▸ YOUR ASSIGNMENT
Type out the data exactly as given. Skip any image.

Image-grounded pointing data:
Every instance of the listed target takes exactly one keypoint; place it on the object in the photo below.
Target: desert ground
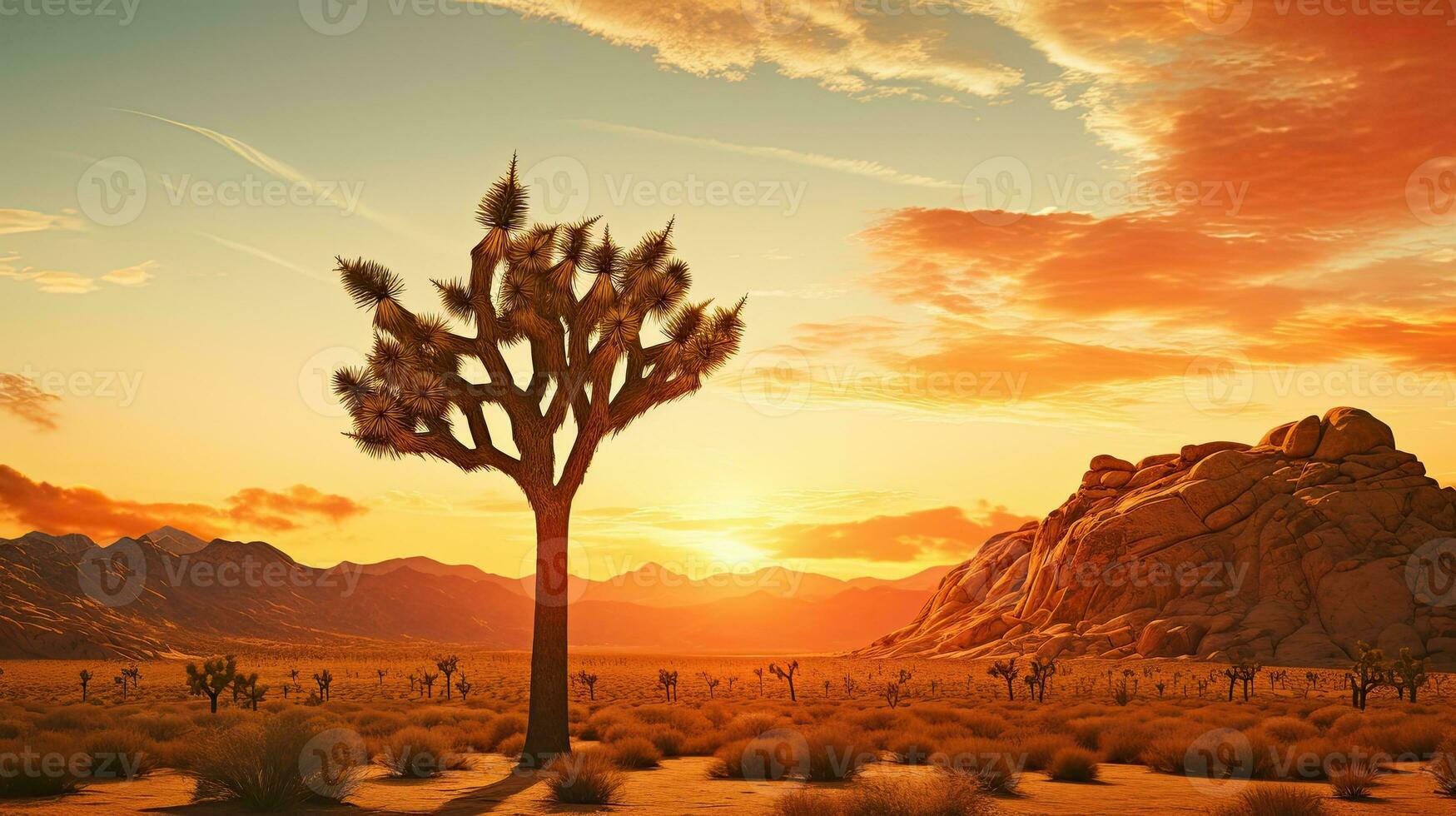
(730, 745)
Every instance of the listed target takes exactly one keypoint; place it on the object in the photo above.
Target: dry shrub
(635, 754)
(584, 777)
(752, 724)
(420, 754)
(1073, 765)
(511, 746)
(1275, 800)
(1325, 716)
(40, 777)
(256, 764)
(1287, 729)
(1444, 769)
(120, 754)
(379, 723)
(1353, 779)
(942, 794)
(985, 724)
(1125, 745)
(1038, 749)
(66, 720)
(1407, 739)
(503, 728)
(835, 752)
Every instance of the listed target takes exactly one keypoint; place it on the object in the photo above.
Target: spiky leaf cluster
(581, 303)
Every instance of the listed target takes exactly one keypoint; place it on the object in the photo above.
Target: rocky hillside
(165, 594)
(1287, 551)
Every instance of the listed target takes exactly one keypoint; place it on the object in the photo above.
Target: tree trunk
(548, 729)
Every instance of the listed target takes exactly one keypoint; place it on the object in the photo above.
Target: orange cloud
(21, 398)
(942, 532)
(87, 510)
(829, 42)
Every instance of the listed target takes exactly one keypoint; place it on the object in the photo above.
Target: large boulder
(1289, 553)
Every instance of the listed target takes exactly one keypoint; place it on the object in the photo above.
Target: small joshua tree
(1409, 672)
(325, 681)
(1038, 676)
(593, 361)
(787, 674)
(447, 668)
(893, 694)
(668, 682)
(252, 693)
(211, 678)
(1008, 672)
(590, 681)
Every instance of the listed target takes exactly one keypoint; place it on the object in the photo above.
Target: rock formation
(1289, 551)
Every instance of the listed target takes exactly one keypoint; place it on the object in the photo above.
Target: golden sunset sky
(981, 241)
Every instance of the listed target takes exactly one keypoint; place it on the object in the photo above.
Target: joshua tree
(713, 684)
(1008, 672)
(1038, 676)
(590, 681)
(668, 682)
(893, 694)
(211, 678)
(787, 674)
(447, 668)
(590, 363)
(1409, 672)
(252, 693)
(325, 681)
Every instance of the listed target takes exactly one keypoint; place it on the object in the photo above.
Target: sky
(981, 242)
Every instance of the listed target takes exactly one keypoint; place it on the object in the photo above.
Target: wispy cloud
(330, 192)
(22, 398)
(266, 256)
(56, 281)
(13, 221)
(851, 167)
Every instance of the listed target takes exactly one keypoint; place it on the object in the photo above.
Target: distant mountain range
(169, 592)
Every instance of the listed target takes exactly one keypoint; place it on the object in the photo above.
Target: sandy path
(682, 786)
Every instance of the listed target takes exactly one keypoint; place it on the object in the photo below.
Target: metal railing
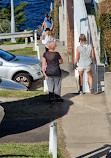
(24, 34)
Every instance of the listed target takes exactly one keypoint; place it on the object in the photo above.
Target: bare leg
(90, 78)
(81, 77)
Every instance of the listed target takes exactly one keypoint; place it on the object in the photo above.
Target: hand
(75, 66)
(46, 77)
(41, 37)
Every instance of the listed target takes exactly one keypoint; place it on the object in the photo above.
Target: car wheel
(24, 79)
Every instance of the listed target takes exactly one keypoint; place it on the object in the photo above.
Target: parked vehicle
(6, 84)
(2, 113)
(22, 69)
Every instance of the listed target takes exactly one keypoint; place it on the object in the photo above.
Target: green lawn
(26, 51)
(35, 150)
(20, 94)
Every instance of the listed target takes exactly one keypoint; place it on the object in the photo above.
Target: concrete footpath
(87, 124)
(86, 120)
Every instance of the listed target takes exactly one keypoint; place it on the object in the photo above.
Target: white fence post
(53, 140)
(38, 52)
(35, 38)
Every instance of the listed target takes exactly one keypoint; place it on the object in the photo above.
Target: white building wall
(80, 26)
(63, 22)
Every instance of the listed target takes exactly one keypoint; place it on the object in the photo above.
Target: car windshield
(6, 56)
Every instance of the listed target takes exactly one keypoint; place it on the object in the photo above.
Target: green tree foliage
(104, 22)
(20, 15)
(5, 17)
(56, 17)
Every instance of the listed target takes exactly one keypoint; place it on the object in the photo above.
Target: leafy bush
(104, 22)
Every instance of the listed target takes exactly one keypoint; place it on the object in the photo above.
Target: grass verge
(25, 51)
(20, 94)
(12, 150)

▸ RESPONSE BELOW
Every instance of the listed target takes exactly one keypoint; place it on the object in the photo below.
Target: desert ground
(730, 745)
Every instance of the listed target takes exactly one keypoint; place it on the object in the photo above.
Target: dry shrub
(635, 754)
(584, 777)
(752, 724)
(420, 754)
(1073, 765)
(511, 746)
(1275, 800)
(1325, 716)
(40, 777)
(256, 764)
(1287, 729)
(1444, 769)
(120, 754)
(379, 723)
(1353, 779)
(942, 794)
(985, 724)
(1125, 745)
(1038, 749)
(66, 720)
(1407, 739)
(503, 728)
(835, 752)
Every instance of the listed target takes exactly one keypoint; place it on the object in the photo above.
Target: spiky leaf cluster
(581, 303)
Every instance of the listed target takes exactly one keypoint; place it on the object in the photo above.
Target: rocky hillside
(165, 594)
(1287, 551)
Every instance of the listed target takes exactly one keypoint; place it on the object in the photo above.
Target: tree trunk
(548, 729)
Every instance of the listed target takes exactly one keypoint; place it on the object in the photo above.
Target: orange cloud
(21, 398)
(942, 532)
(87, 510)
(829, 42)
Every instance of the listed target takes exactly one keypoint; place it on the object in the photo above.
Target: large boulder
(1289, 553)
Every instance of the listed target takes exactly one keypoint; place it on the object in the photo above.
Target: small joshua tree
(1409, 672)
(325, 681)
(1038, 676)
(593, 361)
(787, 674)
(447, 668)
(893, 694)
(668, 682)
(252, 693)
(211, 678)
(1008, 672)
(590, 681)
Every instance of the listed target takes exactly one keypoint; place it on the object in the photo above.
Target: rock formation
(1289, 551)
Every instance of the listed target takes exactly one keypoint; place it on the object in the photo above.
Target: golden sunset sky
(981, 241)
Every instance of the listed target takes exactly one keypoint; place it on the object in the photo above.
Target: joshua tree
(713, 684)
(1008, 672)
(1038, 676)
(590, 681)
(668, 682)
(893, 694)
(211, 678)
(787, 674)
(447, 668)
(590, 363)
(1409, 672)
(252, 693)
(325, 681)
Every instance of the listed target takes exactly one keypoint; place it on the object in the photo above.
Target: sky
(981, 242)
Every instance of the listed target takes exactly one keypoint; place it on the object in the photo above.
Target: wispy cloud
(330, 192)
(22, 398)
(266, 256)
(56, 281)
(13, 221)
(851, 167)
Every instance of the listed target takes exactly one keypoint; place it on the object in the photo above.
Target: distant mountain range
(169, 592)
Every instance of the listed target takes exactly one keypoint; place it on the object in the photo above.
Target: sandy path
(682, 786)
Every instance of the listed target takes exactly one keypoint; place it on the object in the photo below.
Target: metal railing
(24, 34)
Every instance of the listed target takes exactly one keypoint; place it on the object in the photo above.
Target: bare leg
(90, 78)
(81, 77)
Every instance of the listed target takes exactly one keypoint; place it on the object in the photo above.
Target: hand
(75, 66)
(46, 77)
(41, 37)
Every instance of the listed target takes exactly one keypoint; place it on the object in the photo above.
Target: car wheel
(24, 79)
Every instance of the listed target takes exactly one keypoint; place it on the object in the photo above.
Target: parked vehicle
(6, 84)
(2, 113)
(22, 69)
Every instance of the listed target takes exactly one keypoint; place it on the object in the photo above.
Target: green lawn
(26, 51)
(35, 150)
(20, 94)
Every instance of the listed target takes exactly one keypoint; place it on the object in the photo above.
Target: concrete footpath
(87, 124)
(86, 120)
Every instance of the listed target takes exactly one keypoint; place it on the object in the photo above.
Target: white fence post
(53, 140)
(38, 52)
(35, 38)
Every instance of the listed target takes exactly one keypoint; place it on the object in the photo above.
Target: white building wall
(80, 26)
(63, 22)
Every instance of the listed target takes exactly one keypoint; place it on the object in the photo above.
Target: car windshield
(6, 56)
Every instance of the listed target takes exactly one keypoint; place it on the object in the photo above.
Target: green tree foliage
(104, 22)
(20, 15)
(5, 17)
(56, 17)
Every instance of the listed target takes exactly one keypoint; place it on the object in the photo above.
Target: leafy bush
(104, 22)
Every instance of the listed target takes exactly one keypoint; place it on the object in the photo above.
Target: grass verge
(25, 51)
(20, 94)
(12, 150)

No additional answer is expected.